Copy out every line of the entries below that contains the string "positive".

******

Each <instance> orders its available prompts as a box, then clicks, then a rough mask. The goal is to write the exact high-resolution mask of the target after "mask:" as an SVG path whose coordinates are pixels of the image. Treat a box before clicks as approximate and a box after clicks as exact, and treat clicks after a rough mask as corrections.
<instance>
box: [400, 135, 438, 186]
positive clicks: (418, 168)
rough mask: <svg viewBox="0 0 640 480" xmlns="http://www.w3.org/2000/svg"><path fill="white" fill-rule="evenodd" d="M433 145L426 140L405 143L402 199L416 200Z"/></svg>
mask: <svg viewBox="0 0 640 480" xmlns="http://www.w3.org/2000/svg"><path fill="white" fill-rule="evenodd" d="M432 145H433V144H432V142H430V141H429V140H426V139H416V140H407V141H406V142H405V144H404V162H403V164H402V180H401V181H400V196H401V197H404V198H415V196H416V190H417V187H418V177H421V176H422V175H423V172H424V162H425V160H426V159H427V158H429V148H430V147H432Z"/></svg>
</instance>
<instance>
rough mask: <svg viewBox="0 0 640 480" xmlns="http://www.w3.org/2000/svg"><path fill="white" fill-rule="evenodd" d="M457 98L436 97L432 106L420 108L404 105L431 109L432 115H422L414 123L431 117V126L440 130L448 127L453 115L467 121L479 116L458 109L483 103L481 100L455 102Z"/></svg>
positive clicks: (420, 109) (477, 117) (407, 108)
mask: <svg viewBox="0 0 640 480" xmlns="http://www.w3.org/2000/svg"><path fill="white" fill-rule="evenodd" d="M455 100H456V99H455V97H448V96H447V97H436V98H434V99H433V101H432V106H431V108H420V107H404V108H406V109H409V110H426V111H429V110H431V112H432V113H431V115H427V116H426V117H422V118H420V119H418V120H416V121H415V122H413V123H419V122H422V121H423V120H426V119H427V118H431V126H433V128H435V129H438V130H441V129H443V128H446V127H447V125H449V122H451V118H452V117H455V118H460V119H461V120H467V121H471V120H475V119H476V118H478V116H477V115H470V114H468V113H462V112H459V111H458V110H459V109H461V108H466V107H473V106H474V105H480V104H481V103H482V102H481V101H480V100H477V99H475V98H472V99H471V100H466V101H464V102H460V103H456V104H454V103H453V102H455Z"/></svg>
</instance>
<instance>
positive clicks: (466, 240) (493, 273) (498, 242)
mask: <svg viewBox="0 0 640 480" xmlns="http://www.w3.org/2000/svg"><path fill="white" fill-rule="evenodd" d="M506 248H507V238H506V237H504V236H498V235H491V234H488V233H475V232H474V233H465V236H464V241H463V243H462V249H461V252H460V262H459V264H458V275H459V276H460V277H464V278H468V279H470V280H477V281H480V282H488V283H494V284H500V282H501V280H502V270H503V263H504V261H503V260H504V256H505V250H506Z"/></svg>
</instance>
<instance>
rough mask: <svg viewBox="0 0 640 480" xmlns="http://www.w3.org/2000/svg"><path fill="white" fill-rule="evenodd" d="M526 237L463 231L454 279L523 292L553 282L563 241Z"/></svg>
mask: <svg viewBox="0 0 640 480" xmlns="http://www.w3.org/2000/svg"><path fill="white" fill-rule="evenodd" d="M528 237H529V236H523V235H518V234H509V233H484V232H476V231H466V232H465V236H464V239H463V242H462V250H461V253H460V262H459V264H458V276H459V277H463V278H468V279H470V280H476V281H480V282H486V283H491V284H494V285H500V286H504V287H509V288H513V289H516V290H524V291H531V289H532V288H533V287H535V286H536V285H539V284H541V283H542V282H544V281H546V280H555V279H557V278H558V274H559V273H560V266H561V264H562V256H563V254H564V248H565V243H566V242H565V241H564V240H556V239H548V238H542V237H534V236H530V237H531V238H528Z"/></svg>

******

■ **Exercise output**
positive clicks: (418, 168)
positive clicks: (420, 109) (477, 117) (407, 108)
positive clicks: (466, 240) (493, 273) (498, 242)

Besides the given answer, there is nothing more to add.